++++ Source extract ++++
Tuesday, March 9, 2021

The Pernicious Effects of Democrats’ Ever-Expanding Welfare State

Even before President Biden’s new $1.9 trillion COVID “stimulus” package goes into effect, multiple news stories make clear the flaws in its approach. Washington’s welfare-industrial complex, which the “stimulus” will bloat even further, both discourages work and leads people to expect that government will solve the problems government has created.

The coronavirus pandemic caused very real economic hardship for millions of American families. But many of the well-meaning efforts to address those hardships—along with welfare expansions Democrats proposed long before COVID hit our shores—will only harm our nation, and the people the left seeks to help, by stifling our economic dynamism and saddling future generations with mountains of debt.

Tax Bills for People Not Working

Last week, the Washington Post profiled individuals who lost their jobs, yet faced thousands of dollars in unanticipated tax bills. The article featured several sympathetic households, including one special-education teacher who lost his grandmother to COVID last summer, who feared they would have to pay back excess Obamacare subsidies they received last year.
++++ Entries supplied ++++
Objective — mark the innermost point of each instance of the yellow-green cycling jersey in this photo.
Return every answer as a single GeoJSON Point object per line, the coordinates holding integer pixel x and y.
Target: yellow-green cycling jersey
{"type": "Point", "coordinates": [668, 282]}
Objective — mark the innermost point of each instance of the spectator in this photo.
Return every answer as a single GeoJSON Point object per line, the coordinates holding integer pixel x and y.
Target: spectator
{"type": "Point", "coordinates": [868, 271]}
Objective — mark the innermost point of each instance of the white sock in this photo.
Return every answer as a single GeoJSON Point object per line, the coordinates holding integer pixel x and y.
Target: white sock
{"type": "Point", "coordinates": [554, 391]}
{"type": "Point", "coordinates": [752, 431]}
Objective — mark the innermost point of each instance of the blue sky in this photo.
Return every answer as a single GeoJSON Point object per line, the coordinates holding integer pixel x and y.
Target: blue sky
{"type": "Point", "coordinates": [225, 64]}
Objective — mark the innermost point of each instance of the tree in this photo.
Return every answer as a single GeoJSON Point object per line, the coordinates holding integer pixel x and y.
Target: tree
++++
- **Task item**: From the article on the welfare state, reproduce word for word the passage that begins with the words containing "Tuesday, March 9, 2021" and ends with "mountains of debt.".

- **Written solution**:
Tuesday, March 9, 2021

The Pernicious Effects of Democrats’ Ever-Expanding Welfare State

Even before President Biden’s new $1.9 trillion COVID “stimulus” package goes into effect, multiple news stories make clear the flaws in its approach. Washington’s welfare-industrial complex, which the “stimulus” will bloat even further, both discourages work and leads people to expect that government will solve the problems government has created.

The coronavirus pandemic caused very real economic hardship for millions of American families. But many of the well-meaning efforts to address those hardships—along with welfare expansions Democrats proposed long before COVID hit our shores—will only harm our nation, and the people the left seeks to help, by stifling our economic dynamism and saddling future generations with mountains of debt.